##### Records to process #####
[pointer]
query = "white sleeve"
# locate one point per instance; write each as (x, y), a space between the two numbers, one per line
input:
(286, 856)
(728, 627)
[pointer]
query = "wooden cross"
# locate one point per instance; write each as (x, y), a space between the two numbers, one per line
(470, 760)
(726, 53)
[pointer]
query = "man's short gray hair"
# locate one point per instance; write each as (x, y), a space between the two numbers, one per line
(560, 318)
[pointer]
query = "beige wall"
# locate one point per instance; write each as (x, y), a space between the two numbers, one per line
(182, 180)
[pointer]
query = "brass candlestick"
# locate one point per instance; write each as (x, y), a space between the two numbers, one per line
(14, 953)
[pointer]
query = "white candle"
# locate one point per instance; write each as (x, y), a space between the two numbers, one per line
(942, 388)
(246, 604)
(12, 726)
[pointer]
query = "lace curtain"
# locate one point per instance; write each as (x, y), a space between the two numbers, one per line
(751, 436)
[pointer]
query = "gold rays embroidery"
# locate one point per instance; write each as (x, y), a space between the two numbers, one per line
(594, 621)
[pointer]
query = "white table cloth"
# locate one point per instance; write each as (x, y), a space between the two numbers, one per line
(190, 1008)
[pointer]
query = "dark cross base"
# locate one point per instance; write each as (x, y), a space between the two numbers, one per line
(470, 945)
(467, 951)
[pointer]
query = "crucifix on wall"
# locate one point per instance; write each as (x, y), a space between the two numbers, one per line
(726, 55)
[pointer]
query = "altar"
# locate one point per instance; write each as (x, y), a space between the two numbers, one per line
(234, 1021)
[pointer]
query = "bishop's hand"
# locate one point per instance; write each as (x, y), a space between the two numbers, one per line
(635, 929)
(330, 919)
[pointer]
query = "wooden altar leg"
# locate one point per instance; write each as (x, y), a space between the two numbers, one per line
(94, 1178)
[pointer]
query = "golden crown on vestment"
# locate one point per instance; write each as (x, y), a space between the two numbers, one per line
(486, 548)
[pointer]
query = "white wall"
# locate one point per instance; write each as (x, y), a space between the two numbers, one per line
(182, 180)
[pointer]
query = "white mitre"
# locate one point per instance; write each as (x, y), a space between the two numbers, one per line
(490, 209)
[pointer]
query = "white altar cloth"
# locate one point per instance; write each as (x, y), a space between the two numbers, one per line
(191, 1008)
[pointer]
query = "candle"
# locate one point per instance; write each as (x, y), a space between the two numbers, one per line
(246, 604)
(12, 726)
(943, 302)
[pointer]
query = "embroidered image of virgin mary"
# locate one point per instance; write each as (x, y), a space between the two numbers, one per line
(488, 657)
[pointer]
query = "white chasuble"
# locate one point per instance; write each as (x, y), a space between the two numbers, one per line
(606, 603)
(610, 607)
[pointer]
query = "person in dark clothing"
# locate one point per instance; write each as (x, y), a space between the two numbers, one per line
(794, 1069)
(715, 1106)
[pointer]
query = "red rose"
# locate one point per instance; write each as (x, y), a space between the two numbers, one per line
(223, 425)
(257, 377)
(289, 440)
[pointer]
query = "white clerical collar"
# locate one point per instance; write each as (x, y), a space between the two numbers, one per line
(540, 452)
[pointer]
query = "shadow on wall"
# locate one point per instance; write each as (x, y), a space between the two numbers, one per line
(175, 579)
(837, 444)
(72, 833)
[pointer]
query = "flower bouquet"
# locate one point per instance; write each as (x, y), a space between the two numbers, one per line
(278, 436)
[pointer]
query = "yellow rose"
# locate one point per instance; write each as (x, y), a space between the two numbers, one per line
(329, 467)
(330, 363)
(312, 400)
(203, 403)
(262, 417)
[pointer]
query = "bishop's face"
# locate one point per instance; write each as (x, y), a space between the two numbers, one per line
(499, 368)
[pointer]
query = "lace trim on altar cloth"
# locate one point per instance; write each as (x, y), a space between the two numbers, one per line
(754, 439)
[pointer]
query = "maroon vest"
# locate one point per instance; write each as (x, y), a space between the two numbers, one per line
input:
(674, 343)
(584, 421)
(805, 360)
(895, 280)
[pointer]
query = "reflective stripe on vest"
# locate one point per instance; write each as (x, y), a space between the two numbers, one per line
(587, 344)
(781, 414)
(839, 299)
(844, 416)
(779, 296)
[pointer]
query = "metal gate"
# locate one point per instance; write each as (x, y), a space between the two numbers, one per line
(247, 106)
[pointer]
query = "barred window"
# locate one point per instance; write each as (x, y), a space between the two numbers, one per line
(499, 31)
#####
Output the data in full, exactly as it stands.

▶ [Answer box]
[pointer]
query = "white sleeve"
# locate one point per instance; write each as (x, y), a space between the two numbers, one per line
input:
(286, 856)
(728, 627)
[pointer]
query = "wooden cross"
# locate one point per instance; write each as (x, y), a space between the two numbers, one per line
(470, 760)
(726, 53)
[pointer]
query = "man's short gray hair"
# locate one point per instance; write each as (x, y), a space between the two numbers, one per line
(560, 318)
[pointer]
query = "beige wall"
# locate one point per instance; write each as (x, y), a space between the two numbers, one per line
(182, 180)
[pointer]
query = "brass candlestick"
# locate one point per instance; write each as (x, y), a space between the two numbers, one per line
(14, 953)
[pointer]
query = "white candle"
# locate one point per instance; write each as (x, y), a space between the two numbers, one per line
(942, 388)
(246, 604)
(12, 726)
[pointer]
query = "lace curtain"
# locate one point per instance; write each as (x, y), a space between the two numbers, one per line
(751, 436)
[pointer]
query = "gold rays embroidery"
# locate one point per instance; write each as (x, y), a space between the two numbers, one per line
(594, 621)
[pointer]
query = "white table cloth"
# locate one point per instance; write each as (x, y), a space between the two numbers, one per line
(190, 1008)
[pointer]
query = "dark cross base"
# locate one point per instance; write each as (x, y), a space between the two numbers, one per line
(470, 945)
(467, 951)
[pointer]
query = "crucifix on wall"
# locate one point per instance; write each as (x, y), a space between the two numbers, one per line
(726, 55)
[pointer]
query = "altar"
# locate one point per instance; write each as (x, y), a space between the two numbers, one per line
(234, 1021)
[pointer]
query = "bishop's hand"
# locate one point per instance; write each as (x, y), a space between the two numbers, one per line
(635, 929)
(330, 919)
[pointer]
query = "wooden altar leg"
# locate one point per instance; write each as (x, y), a space between the two numbers, one per line
(94, 1178)
[pointer]
query = "golden crown on vestment"
# locate one point per instance; write each as (x, y), a space between the two numbers, one per line
(486, 548)
[pointer]
query = "white wall"
# locate one point per instance; write each as (x, y), a space between the two numbers, one per line
(182, 180)
[pointer]
query = "white mitre"
# locate one point per instance; write each as (x, y), a space between the two numbers, one per line
(490, 209)
[pointer]
query = "white altar cloth"
# locate one point per instance; write each as (x, y), a space between the two numbers, one per line
(191, 1008)
[pointer]
query = "candle"
# locate one point per instance; write each as (x, y), a space between the two numbers, one per line
(246, 604)
(12, 726)
(943, 302)
[pointer]
query = "embroidered image of virgin mary"
# locate one point per instance; write each as (x, y), a space between the two numbers, one per line
(488, 657)
[pointer]
query = "white chasuble"
# locate one point per instance; write each as (x, y), a space between the two numbers, one per line
(606, 603)
(610, 607)
[pointer]
query = "person in dark clothing"
# locate one point per instance; write each as (x, y), a space between the two numbers, one per line
(794, 1069)
(715, 1106)
[pointer]
query = "red rose"
# locate one point per instance; write each as (x, y), a space between the two numbers, one per line
(223, 425)
(257, 377)
(289, 440)
[pointer]
query = "white clerical collar"
# locate one point per instance; write each as (x, y), a space between the two numbers, one per line
(540, 452)
[pointer]
query = "shadow on wall"
# locate one point per instance; write each as (x, y), a space between the two numbers, one per line
(175, 579)
(837, 444)
(72, 833)
[pointer]
query = "flower bouquet"
# locate one point per instance; write each as (x, y), a space between the two numbers, one per line
(278, 436)
[pointer]
query = "yellow rose"
# locate one point per instance; write each as (x, y), a space between the two numbers, one per line
(329, 467)
(330, 363)
(312, 400)
(203, 403)
(262, 417)
[pointer]
query = "bishop's face"
# locate one point per instance; write each as (x, y), a space between the two numbers, one per line
(499, 368)
[pointer]
query = "lace trim on altar cloth"
# locate one point per instance; write each as (x, y), a space between the two numbers, one per line
(754, 439)
[pointer]
query = "maroon vest"
# locate one point per instance; write each as (x, y), a space between the two numbers, one per line
input:
(674, 343)
(584, 421)
(805, 360)
(895, 280)
[pointer]
query = "reflective stripe on vest"
# locate one point per instance; write each as (x, y), a space between the two numbers, one per line
(587, 344)
(781, 414)
(839, 299)
(844, 416)
(779, 296)
[pointer]
query = "metal gate"
# locate one point per instance; write each as (x, y), a space between the two numbers, one per line
(247, 106)
[pointer]
query = "barred window"
# locate one point per instance; write each as (x, y), a space between the two numbers, one per line
(499, 31)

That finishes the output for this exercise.